YOUR OBJECTIVE
Please write out, word for word, the part of the piece on Chicago-style youth interrogations below that opens with the words "Unfortunately, I’ve had" and closes with "in the U.S.".

QUOTED PASSAGE
End Chicago-style youth interrogations
BY STEVEN A. DRIZIN June 3, 2011 8:48PM
Updated: July 14, 2011 4:43PM
When I moved to Chicago from Philadelphia in the 1980s, the locals loved to talk about their “Chicago-style” hot dogs and “Chicago-style” deep-dish pizza. Both are delicious and I have had my fill of these savory delights over the past 25 years.
Unfortunately, I’ve had my fill of another Chicago-style contribution that is not as savory — the Chicago-style police interrogation of juvenile suspects and witnesses.
The Chicago-style juvenile interrogation involves picking up juveniles at school or on the streets, isolating them from their parents or loved ones, and then questioning them, sometimes for hours on end, until they confess or implicate others. The police then use the first confession as a script to pressure other juveniles into giving copycat confessions.
These tactics have closed many murder cases. But when Chicago-style tactics are used on juveniles, they often lead to false statements. And Chicago Police have obtained more juvenile false confessions than any other city in the U.S.
This shameful distinction led me to create a new project at the Center on Wrongful Convictions at Northwestern University to focus on juvenile confessions and interrogations. Our work is beginning to bear fruit. For the second time recently, DNA evidence has appeared to clear our clients and multiple other defendants who were only teenagers when they confessed to rape-murders.
In the 1992 case of the Dixmoor Five, Illinois State Police interrogators obtained confessions from three teenagers to the murder and rape of a teenage girl. These confessions ultimately led to the conviction of five teens. In the case of the Englewood Five, Chicago Police got five teenagers to confess to the murder and gang-rape of a prostitute in 1995. In both cases, DNA has linked these crimes to convicted rapists. These men were adults at the time they committed their crimes, had no connection to any of the teens and went on to commit numerous other crimes while the teens were imprisoned. When these teenagers are ultimately exonerated, eight more juvenile false confessions will be added to Chicago’s tally sheet.
And there’s more. The Center also represents Daniel Taylor, who was one of eight boys and men arrested in connection with the murder of a couple in Uptown in 1992. Chicago police got to Taylor by pressuring Lewis Gardner, a 15-year-old mentally retarded kid, to confess and name Taylor and seven others as his so-called accomplices. Of the eight murder confessions, four came from teenagers, and all, including Taylor’s, are probably false. Taylor couldn’t possibly have committed the murders; he was in jail at the time of the crime, having been arrested for disorderly conduct earlier in the evening. He will die in prison if courts do not grant him relief.

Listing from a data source
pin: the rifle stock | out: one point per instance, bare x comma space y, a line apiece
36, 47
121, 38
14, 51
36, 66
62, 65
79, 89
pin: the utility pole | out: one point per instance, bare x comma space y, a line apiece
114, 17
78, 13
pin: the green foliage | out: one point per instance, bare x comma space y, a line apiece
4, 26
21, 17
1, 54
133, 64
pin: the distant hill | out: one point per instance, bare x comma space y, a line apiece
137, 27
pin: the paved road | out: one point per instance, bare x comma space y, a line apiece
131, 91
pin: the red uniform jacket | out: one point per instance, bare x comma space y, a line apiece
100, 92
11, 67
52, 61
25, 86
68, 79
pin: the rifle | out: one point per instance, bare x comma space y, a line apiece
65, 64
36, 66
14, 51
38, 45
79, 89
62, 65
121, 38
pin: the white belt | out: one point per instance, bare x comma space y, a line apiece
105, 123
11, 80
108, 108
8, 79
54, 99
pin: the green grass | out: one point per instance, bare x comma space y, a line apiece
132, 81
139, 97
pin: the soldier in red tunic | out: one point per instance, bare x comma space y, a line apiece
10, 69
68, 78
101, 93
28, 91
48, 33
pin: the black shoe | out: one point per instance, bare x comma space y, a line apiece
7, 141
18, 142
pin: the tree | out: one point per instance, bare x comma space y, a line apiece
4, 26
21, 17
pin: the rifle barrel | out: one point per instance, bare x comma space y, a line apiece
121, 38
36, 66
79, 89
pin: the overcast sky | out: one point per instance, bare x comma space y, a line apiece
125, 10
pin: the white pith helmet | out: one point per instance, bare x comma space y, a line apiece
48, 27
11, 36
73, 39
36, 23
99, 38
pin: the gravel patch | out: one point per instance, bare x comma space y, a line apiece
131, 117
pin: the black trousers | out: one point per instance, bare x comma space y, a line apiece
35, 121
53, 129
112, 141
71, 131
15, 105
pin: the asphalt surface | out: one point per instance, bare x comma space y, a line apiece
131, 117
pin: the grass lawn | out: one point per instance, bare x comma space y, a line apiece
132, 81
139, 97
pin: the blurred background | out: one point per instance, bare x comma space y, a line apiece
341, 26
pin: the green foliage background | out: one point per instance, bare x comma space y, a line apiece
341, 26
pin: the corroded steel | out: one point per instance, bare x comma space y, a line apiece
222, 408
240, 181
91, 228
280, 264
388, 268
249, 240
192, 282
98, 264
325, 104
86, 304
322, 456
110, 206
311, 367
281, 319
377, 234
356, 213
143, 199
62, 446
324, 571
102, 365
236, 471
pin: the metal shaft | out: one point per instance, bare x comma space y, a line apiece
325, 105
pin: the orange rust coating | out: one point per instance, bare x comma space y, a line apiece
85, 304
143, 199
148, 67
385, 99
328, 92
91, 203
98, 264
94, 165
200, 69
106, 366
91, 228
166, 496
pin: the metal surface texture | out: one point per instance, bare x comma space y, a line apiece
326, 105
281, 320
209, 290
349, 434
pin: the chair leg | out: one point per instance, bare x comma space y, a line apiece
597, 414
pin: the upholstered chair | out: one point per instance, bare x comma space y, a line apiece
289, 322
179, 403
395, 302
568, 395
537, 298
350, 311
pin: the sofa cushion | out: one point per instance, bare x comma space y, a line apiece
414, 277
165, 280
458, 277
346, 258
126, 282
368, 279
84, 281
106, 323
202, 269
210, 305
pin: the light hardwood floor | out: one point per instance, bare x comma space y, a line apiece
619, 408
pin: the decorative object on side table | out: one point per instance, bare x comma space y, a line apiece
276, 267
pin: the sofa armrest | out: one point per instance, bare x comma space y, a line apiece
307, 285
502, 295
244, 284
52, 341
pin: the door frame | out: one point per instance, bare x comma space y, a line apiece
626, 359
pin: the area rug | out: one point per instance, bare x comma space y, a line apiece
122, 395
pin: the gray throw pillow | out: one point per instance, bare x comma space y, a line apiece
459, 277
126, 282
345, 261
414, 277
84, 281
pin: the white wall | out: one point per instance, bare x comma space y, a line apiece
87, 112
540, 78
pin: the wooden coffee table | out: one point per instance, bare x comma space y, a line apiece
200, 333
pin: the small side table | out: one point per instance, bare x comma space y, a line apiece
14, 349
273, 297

ANSWER FOR THIS EXERCISE
Unfortunately, I’ve had my fill of another Chicago-style contribution that is not as savory — the Chicago-style police interrogation of juvenile suspects and witnesses.
The Chicago-style juvenile interrogation involves picking up juveniles at school or on the streets, isolating them from their parents or loved ones, and then questioning them, sometimes for hours on end, until they confess or implicate others. The police then use the first confession as a script to pressure other juveniles into giving copycat confessions.
These tactics have closed many murder cases. But when Chicago-style tactics are used on juveniles, they often lead to false statements. And Chicago Police have obtained more juvenile false confessions than any other city in the U.S.